Task brief. The records should be copied out again with no alteration.

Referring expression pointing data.
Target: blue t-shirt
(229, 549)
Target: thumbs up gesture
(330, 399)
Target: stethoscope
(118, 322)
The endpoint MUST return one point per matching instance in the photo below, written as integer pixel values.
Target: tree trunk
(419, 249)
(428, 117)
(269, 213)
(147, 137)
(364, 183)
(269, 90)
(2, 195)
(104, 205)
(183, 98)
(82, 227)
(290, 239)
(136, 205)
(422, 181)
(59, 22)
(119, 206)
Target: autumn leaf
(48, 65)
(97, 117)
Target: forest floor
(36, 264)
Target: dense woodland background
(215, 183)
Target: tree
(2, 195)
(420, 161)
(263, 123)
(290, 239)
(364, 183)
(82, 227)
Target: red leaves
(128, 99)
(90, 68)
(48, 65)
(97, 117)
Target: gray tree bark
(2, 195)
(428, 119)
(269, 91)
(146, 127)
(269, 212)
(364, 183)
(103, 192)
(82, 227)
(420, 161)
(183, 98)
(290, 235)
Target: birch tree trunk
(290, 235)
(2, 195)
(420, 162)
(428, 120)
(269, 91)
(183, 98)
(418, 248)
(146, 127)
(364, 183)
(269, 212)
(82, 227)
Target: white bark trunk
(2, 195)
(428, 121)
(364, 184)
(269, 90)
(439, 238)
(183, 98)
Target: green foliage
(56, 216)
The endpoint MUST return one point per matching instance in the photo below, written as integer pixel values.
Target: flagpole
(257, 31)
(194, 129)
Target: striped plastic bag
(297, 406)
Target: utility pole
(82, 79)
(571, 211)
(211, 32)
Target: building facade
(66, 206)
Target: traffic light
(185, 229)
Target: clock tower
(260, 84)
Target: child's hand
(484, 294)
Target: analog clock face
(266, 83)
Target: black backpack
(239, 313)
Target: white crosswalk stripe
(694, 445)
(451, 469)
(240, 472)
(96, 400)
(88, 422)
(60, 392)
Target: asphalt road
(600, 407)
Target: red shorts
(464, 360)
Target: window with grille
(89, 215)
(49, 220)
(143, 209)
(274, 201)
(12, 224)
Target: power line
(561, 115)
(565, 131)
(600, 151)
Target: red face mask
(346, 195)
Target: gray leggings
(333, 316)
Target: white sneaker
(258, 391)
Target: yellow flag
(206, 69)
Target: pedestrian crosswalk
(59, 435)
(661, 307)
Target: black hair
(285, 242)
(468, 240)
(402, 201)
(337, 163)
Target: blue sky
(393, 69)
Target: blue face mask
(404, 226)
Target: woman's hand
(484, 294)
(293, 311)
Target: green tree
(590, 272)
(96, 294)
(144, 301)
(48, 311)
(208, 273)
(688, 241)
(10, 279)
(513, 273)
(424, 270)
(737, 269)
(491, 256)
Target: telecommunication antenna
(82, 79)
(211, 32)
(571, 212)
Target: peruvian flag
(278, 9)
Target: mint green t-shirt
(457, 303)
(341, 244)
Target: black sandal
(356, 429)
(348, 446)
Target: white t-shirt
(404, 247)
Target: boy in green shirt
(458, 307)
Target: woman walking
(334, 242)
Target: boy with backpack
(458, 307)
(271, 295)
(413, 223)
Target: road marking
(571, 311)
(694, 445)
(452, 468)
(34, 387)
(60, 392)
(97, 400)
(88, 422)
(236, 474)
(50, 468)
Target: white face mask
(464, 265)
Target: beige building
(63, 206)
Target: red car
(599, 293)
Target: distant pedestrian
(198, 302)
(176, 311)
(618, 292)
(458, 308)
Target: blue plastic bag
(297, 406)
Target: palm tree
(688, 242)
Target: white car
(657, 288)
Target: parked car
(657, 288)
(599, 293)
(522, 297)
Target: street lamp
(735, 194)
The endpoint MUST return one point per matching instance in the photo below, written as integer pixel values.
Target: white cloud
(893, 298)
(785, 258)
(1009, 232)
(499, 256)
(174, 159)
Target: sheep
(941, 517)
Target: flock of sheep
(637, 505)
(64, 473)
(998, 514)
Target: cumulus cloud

Answer to this task.
Target: blue t-shirt
(229, 549)
Target: thumbs up gesture
(330, 399)
Target: stethoscope
(118, 322)
The endpoint MUST return one point per matching instance in the photo below, written as integer pixel values.
Target: tree trunk
(419, 249)
(428, 117)
(269, 213)
(147, 137)
(364, 183)
(269, 90)
(2, 195)
(104, 205)
(183, 98)
(82, 227)
(290, 239)
(136, 205)
(422, 181)
(59, 22)
(119, 206)
Target: autumn leaf
(48, 65)
(97, 117)
Target: forest floor
(36, 264)
Target: dense woodland background
(215, 183)
Target: tree
(2, 195)
(420, 161)
(263, 123)
(290, 239)
(364, 183)
(82, 227)
Target: red leaves
(128, 99)
(90, 68)
(48, 65)
(97, 117)
Target: gray tree bark
(2, 195)
(428, 119)
(269, 91)
(146, 127)
(269, 212)
(364, 183)
(103, 192)
(82, 227)
(420, 161)
(183, 98)
(290, 235)
Target: birch tree trunk
(290, 235)
(2, 195)
(420, 162)
(428, 120)
(269, 91)
(183, 98)
(418, 248)
(146, 127)
(364, 183)
(269, 212)
(82, 227)
Target: white bark trunk
(2, 195)
(428, 121)
(364, 184)
(269, 90)
(439, 238)
(183, 98)
Target: green foliage
(56, 216)
The endpoint MUST return one point per matching instance in the photo below, written as integer pixel values.
Target: flagpole
(257, 31)
(194, 129)
Target: striped plastic bag
(297, 406)
Target: utility pole
(82, 79)
(571, 211)
(211, 32)
Target: building facade
(66, 206)
Target: traffic light
(185, 229)
Target: clock tower
(260, 84)
Target: child's hand
(484, 294)
Target: analog clock face
(266, 83)
Target: black backpack
(239, 313)
Target: white crosswalk stripe
(694, 445)
(451, 469)
(240, 472)
(96, 400)
(88, 422)
(60, 392)
Target: asphalt road
(600, 407)
Target: red shorts
(464, 360)
Target: window with grille
(89, 215)
(49, 220)
(143, 209)
(274, 201)
(12, 224)
Target: power line
(561, 115)
(565, 131)
(600, 151)
Target: red face mask
(346, 195)
Target: gray leggings
(333, 316)
Target: white sneaker
(258, 391)
Target: yellow flag
(206, 69)
Target: pedestrian crosswalk
(59, 435)
(661, 307)
Target: black hair
(285, 242)
(468, 240)
(402, 201)
(337, 163)
Target: blue sky
(393, 69)
Target: blue face mask
(404, 226)
Target: woman's hand
(484, 294)
(293, 311)
Target: green tree
(590, 272)
(96, 294)
(144, 301)
(48, 311)
(208, 273)
(688, 241)
(10, 279)
(513, 273)
(424, 270)
(737, 269)
(491, 256)
Target: telecommunication antenna
(82, 79)
(211, 32)
(571, 212)
Target: peruvian flag
(278, 9)
Target: mint green t-shirt
(457, 303)
(341, 244)
Target: black sandal
(356, 429)
(348, 446)
Target: white t-shirt
(404, 247)
Target: boy in green shirt
(458, 307)
Target: woman walking
(334, 242)
Target: boy with backpack
(458, 307)
(271, 295)
(413, 223)
Target: road marking
(571, 311)
(694, 445)
(452, 468)
(34, 387)
(60, 392)
(97, 400)
(88, 422)
(236, 474)
(50, 468)
Target: white face mask
(464, 265)
Target: beige building
(63, 206)
Target: red car
(599, 293)
Target: distant pedestrian
(198, 302)
(176, 311)
(618, 292)
(458, 308)
Target: blue plastic bag
(297, 406)
Target: palm tree
(688, 242)
Target: white car
(657, 288)
Target: parked car
(657, 288)
(599, 293)
(522, 297)
Target: street lamp
(735, 194)
The endpoint MUST return one point per matching instance in the photo below, written as integer pixel values.
Target: white cloud
(893, 298)
(785, 258)
(1009, 232)
(499, 256)
(174, 159)
Target: sheep
(941, 517)
Target: flock of sheep
(637, 505)
(64, 473)
(998, 514)
Target: cumulus cloud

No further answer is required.